- _Kutipan Sumber_
◆ ◆ ◆ ◆ ◆ ◆ ◆

Ben boleh dibilang "anarkis independen". Sikap radikal ini mungkin diwarisi dari keluarganya. Nama tengah Ben, Richard O'Gorman, dipungut dari nama saudara jauhnya yang merupakan salah satu pemimpin Pemberontak Muda Irlandia pada 1848. Keluarga Ben memang aktif dalam gerakan nasionalistik Irlandia dan Ben dengan bangga menyatakan, "Satu garis keturunan ayahku adalah garis nasionalis Irlandia dari masa akhir abad ke-18."

Ben menjadi sosok yang cenderung "anti-tata". Dalam dunia akademis pun Ben melihat segala sesuatu dari sisi pinggiran, bukan dari perspektif atas. Dan "anarkisme" ini memberi kontribusi bagi penelitian Indonesia. Cara pandang sejarahnya kerap memberikan tilikan yang lain. Yang terkenal adalah bagaimana penglihatannya atas pentingnya kaum muda Indonesia. Sepanjang sejarah modern Indonesia, menurut Ben, terjadi konflik antara kaum muda dan kaum tua. Dan, sepanjang 1944-1946, kaum mudalah yang memicu revolusi.

Menurut Ben, periode 1944-1946 adalah satu-satunya masa dalam sejarah Indonesia modern ketika hampir tidak ada negara. Negara sangat lemah. Kaum muda bergerak sangat bebas dengan segala kehebatan dan kegila-gilaannya tanpa "dibina" oleh "siluman". Banyak pemuda-pemudi terjun dalam pergerakan dengan segala romantisisme, petualangan, dan utopismenya. Militansi pemuda untuk berkorban saat itu sangat tinggi. "Ben melihat gerakan pemuda saat itu di luar kendali kaum elite intelektual dan kabinet. Gerakan itu dilakukan oleh organisasi paramiliter pemuda atau laskar pemuda. Ben membuka wawasan itu," kata Daniel Dhakidae, peneliti sosial.

◆ ◆ ◆ ◆ ◆ ◆ ◆

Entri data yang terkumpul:

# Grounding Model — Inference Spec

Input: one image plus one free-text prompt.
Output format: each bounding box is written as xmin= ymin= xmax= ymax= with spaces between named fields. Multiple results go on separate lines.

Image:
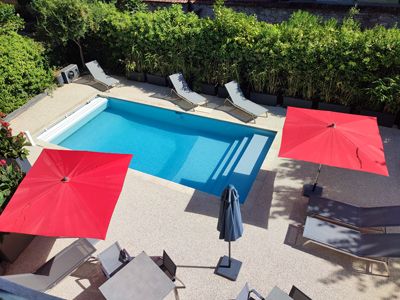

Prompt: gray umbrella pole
xmin=312 ymin=164 xmax=322 ymax=192
xmin=228 ymin=241 xmax=231 ymax=268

◆ ◆ ◆ ◆ ◆ ◆ ◆

- _Tugas Latihan_
**1)** Sunting kutipan tentang Ben dari "Ben menjadi sosok" sampai "yang memicu revolusi.", lalu tuliskan bagian itu dengan "tilikan" diganti menjadi "pandangan".
**2)** Dalam kutipan tentang Ben, dari mana nama tengah Ben, Richard O'Gorman, dipungut?

- _Jawaban Tertulis_
**1)**
Ben menjadi sosok yang cenderung "anti-tata". Dalam dunia akademis pun Ben melihat segala sesuatu dari sisi pinggiran, bukan dari perspektif atas. Dan "anarkisme" ini memberi kontribusi bagi penelitian Indonesia. Cara pandang sejarahnya kerap memberikan pandangan yang lain. Yang terkenal adalah bagaimana penglihatannya atas pentingnya kaum muda Indonesia. Sepanjang sejarah modern Indonesia, menurut Ben, terjadi konflik antara kaum muda dan kaum tua. Dan, sepanjang 1944-1946, kaum mudalah yang memicu revolusi.

**2)** Dari nama saudara jauhnya yang merupakan salah satu pemimpin Pemberontak Muda Irlandia pada 1848.